- [WHAT TO PRODUCE]
Filter the listing below and copy each line that contains the word "ceramic".

** begin EXTRACTED RECORDS **

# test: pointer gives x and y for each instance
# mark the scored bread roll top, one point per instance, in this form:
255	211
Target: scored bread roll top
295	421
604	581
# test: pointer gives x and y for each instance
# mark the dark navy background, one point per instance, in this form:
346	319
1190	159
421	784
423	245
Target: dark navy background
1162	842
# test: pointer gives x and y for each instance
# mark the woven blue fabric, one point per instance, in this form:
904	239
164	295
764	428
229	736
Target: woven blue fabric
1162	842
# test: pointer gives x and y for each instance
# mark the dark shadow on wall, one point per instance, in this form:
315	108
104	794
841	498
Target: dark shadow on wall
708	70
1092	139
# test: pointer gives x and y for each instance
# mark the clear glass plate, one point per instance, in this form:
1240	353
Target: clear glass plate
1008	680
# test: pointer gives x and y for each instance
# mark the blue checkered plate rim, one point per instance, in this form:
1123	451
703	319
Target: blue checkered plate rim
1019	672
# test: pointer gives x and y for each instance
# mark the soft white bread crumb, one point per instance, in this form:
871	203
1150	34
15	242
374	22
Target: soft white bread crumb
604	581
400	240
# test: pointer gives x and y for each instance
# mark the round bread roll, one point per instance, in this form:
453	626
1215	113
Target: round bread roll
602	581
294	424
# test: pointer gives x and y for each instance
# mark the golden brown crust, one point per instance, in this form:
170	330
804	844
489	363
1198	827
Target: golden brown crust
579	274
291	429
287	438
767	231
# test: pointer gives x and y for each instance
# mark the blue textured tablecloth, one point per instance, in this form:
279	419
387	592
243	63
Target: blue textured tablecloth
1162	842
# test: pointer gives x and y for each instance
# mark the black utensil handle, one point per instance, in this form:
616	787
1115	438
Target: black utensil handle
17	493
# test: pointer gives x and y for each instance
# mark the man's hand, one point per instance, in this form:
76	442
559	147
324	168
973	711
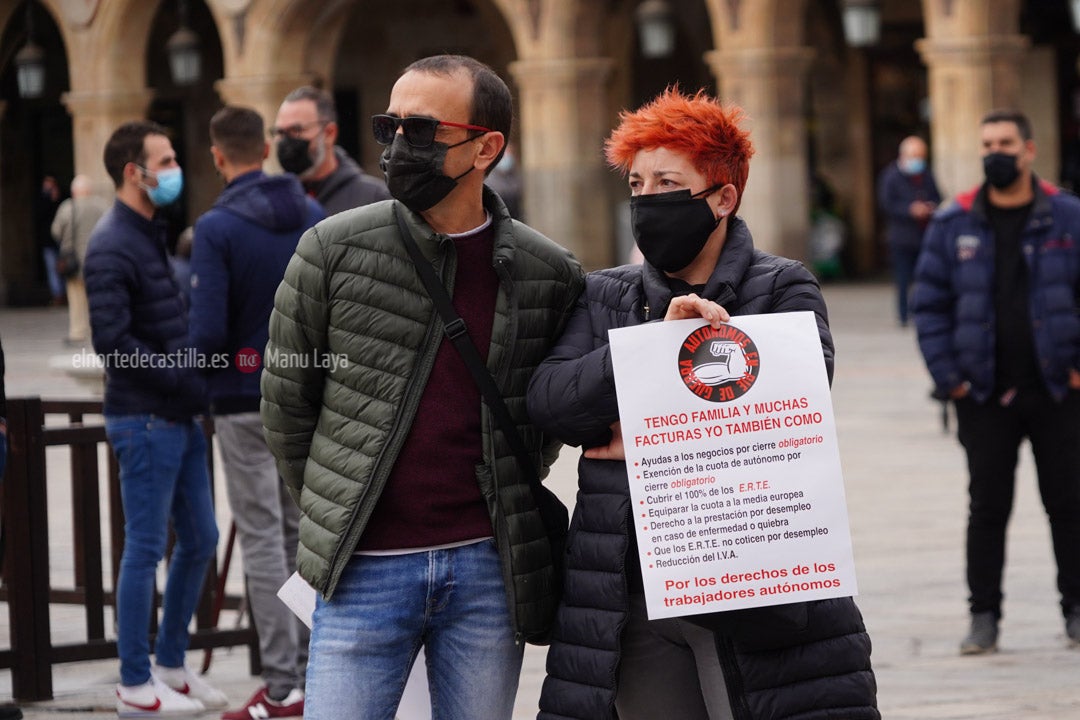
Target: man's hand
689	307
613	449
960	391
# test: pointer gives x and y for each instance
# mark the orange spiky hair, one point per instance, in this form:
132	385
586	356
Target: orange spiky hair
698	126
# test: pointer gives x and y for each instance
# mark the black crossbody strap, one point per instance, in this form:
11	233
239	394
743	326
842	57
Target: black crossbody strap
455	328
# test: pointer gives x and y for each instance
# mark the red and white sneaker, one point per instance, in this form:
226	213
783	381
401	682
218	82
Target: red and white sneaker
190	684
260	706
154	700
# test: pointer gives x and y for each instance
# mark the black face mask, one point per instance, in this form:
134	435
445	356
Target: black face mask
294	154
1000	168
415	175
671	228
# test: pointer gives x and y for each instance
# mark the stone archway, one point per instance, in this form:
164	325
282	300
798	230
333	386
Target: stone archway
35	141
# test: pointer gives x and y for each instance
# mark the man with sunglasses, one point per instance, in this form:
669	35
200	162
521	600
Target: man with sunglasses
418	527
305	136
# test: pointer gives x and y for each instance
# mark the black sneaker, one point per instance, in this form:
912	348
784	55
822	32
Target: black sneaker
983	636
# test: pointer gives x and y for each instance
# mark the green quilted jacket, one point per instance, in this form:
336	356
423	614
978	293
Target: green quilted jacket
353	336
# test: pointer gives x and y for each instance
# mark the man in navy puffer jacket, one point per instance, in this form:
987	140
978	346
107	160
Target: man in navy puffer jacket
241	248
152	394
996	309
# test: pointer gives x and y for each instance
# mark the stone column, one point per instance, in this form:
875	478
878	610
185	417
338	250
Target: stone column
969	76
769	83
94	117
564	120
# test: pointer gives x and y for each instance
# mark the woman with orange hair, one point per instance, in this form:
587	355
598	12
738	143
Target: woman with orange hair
687	161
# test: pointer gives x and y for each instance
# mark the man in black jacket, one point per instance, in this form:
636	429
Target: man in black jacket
305	136
152	394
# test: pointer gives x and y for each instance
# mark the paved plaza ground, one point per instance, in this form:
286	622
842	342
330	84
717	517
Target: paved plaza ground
905	484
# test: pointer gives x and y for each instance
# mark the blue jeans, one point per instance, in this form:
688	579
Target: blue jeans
450	601
162	477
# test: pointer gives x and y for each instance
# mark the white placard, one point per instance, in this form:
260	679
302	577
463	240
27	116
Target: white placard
732	461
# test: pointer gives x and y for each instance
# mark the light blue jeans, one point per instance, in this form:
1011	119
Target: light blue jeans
162	477
450	601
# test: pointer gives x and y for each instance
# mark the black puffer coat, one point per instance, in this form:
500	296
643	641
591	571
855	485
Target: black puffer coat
807	661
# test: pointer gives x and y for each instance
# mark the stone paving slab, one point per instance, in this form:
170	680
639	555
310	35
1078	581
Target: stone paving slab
905	484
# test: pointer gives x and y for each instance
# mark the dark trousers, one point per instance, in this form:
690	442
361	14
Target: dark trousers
903	273
990	435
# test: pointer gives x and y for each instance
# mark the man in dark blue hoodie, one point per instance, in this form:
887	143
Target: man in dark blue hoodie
240	252
152	396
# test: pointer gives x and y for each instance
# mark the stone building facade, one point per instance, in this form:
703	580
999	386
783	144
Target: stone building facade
823	114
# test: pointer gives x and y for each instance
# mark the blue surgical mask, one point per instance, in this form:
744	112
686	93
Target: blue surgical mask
170	186
913	165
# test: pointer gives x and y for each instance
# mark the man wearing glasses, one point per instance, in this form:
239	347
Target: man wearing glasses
305	135
418	528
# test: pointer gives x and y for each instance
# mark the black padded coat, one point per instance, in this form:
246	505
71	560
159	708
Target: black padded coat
807	661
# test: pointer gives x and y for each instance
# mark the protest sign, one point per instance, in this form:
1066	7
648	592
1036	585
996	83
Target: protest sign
732	461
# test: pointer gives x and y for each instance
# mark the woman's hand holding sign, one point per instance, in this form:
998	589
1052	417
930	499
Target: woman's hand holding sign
612	450
690	307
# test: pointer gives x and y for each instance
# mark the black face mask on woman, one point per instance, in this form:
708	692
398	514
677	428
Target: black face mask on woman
415	175
671	228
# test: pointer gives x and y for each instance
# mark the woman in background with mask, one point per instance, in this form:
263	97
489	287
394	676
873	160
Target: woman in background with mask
687	162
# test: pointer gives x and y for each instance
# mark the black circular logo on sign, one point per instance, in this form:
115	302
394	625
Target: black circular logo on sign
718	364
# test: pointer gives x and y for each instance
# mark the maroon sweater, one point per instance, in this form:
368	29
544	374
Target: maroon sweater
431	497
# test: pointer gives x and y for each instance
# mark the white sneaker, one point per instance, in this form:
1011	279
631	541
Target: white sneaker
154	700
190	684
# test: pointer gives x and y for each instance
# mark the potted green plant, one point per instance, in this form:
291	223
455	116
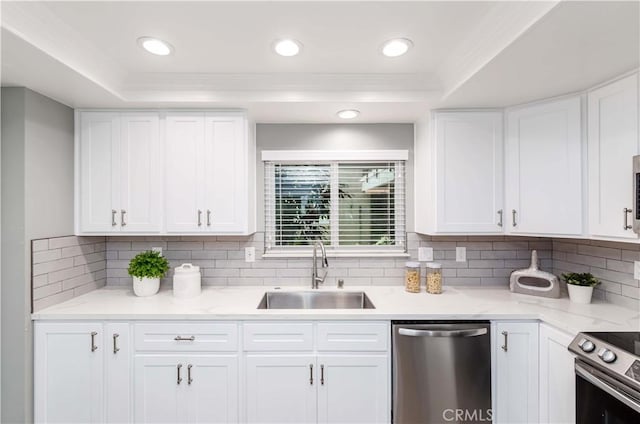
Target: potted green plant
147	268
580	286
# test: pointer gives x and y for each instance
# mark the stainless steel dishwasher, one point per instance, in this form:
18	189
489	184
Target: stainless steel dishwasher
441	372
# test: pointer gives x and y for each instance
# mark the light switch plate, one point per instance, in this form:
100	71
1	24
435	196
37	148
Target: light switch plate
250	254
425	254
461	254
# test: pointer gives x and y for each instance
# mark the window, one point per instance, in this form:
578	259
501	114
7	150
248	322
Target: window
352	206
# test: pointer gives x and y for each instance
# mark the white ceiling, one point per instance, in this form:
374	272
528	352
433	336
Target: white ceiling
466	54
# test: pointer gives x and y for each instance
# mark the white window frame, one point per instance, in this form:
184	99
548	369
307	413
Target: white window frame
333	157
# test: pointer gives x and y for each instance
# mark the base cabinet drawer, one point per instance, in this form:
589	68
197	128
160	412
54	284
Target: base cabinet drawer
186	337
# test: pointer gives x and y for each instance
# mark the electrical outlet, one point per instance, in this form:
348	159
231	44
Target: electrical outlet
461	254
425	254
250	254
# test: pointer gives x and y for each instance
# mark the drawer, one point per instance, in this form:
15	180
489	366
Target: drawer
268	337
186	337
350	336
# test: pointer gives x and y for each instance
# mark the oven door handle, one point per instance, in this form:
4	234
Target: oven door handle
607	388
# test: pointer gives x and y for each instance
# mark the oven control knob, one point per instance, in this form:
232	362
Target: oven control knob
607	356
586	345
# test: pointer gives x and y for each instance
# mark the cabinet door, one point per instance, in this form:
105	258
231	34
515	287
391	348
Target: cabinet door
544	169
98	145
225	164
184	173
160	389
557	378
516	372
117	356
613	141
213	389
68	373
353	389
140	183
469	168
281	389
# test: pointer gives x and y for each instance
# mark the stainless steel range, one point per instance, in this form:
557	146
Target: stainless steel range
607	377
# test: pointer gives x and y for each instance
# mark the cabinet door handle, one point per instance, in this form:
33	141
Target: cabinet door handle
626	212
93	341
505	346
116	349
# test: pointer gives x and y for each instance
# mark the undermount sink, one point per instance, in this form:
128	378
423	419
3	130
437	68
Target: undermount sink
315	300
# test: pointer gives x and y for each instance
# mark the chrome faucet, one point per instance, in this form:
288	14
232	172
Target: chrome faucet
315	280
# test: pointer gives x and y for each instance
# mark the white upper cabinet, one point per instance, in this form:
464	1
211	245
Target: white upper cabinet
612	142
197	181
207	164
119	173
469	168
543	169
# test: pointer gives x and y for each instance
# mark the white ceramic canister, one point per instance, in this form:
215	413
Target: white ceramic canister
186	281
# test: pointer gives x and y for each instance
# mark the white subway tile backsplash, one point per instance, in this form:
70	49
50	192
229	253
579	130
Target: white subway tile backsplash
66	267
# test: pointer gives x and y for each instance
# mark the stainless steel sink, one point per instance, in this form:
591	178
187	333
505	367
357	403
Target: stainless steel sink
315	300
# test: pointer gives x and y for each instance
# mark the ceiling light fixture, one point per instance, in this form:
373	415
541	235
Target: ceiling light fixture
348	113
287	47
155	46
396	47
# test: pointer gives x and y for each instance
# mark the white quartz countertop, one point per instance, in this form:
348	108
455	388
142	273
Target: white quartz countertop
391	302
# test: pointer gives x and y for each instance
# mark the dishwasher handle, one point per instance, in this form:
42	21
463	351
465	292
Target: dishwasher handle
470	332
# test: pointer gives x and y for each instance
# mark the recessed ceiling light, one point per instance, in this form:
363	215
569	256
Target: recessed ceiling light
287	47
348	113
155	46
396	47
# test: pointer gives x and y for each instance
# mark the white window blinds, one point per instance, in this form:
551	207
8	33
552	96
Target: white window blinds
350	205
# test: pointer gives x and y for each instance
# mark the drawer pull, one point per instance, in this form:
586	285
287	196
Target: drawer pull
505	346
184	339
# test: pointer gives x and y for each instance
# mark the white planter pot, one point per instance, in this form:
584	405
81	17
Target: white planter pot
580	294
145	286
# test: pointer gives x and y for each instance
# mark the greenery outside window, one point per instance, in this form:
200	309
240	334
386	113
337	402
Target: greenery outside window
352	206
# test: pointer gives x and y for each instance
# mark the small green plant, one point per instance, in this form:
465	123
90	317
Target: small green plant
585	279
148	264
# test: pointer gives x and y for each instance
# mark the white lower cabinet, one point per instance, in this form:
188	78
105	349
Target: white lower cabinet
515	370
281	388
353	389
340	373
557	377
187	388
78	378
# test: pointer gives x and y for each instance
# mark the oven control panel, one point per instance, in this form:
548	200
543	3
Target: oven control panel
634	371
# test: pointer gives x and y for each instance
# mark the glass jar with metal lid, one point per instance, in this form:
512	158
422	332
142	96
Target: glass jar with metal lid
434	278
412	277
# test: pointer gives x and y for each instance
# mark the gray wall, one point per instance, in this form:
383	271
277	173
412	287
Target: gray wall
333	137
37	201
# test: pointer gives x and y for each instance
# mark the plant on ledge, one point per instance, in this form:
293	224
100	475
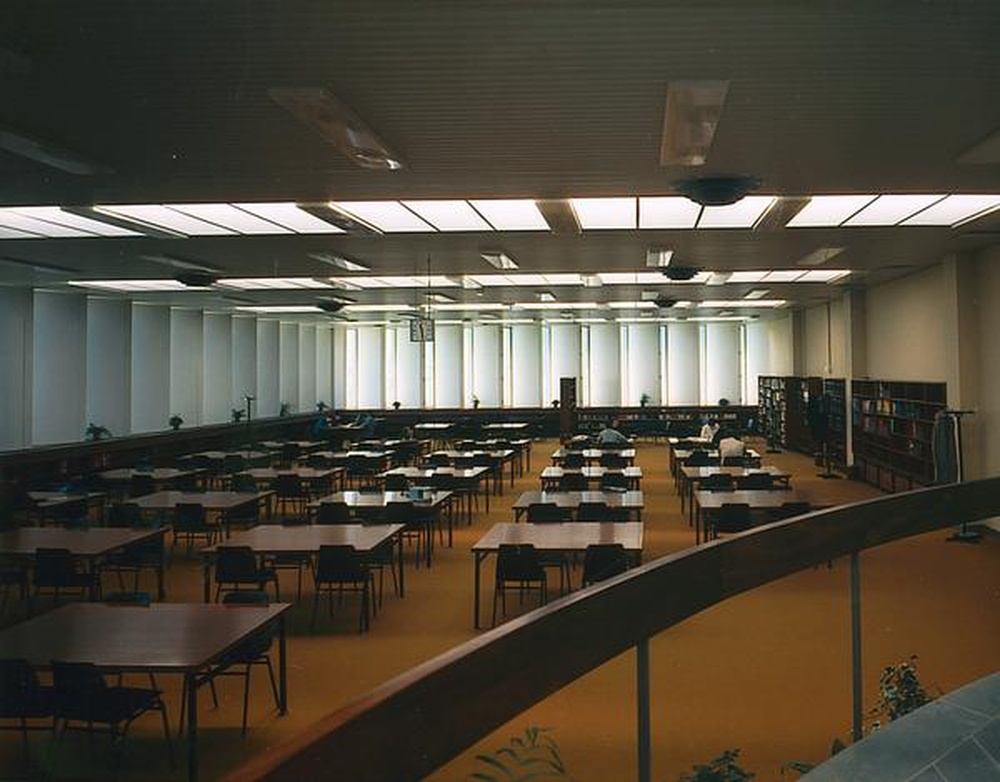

** end EXTRACTED RECORDS **

- [EXERCISE SOLUTION]
# mark the white ceramic canister, one point per instance, in this form:
Target: white ceramic canister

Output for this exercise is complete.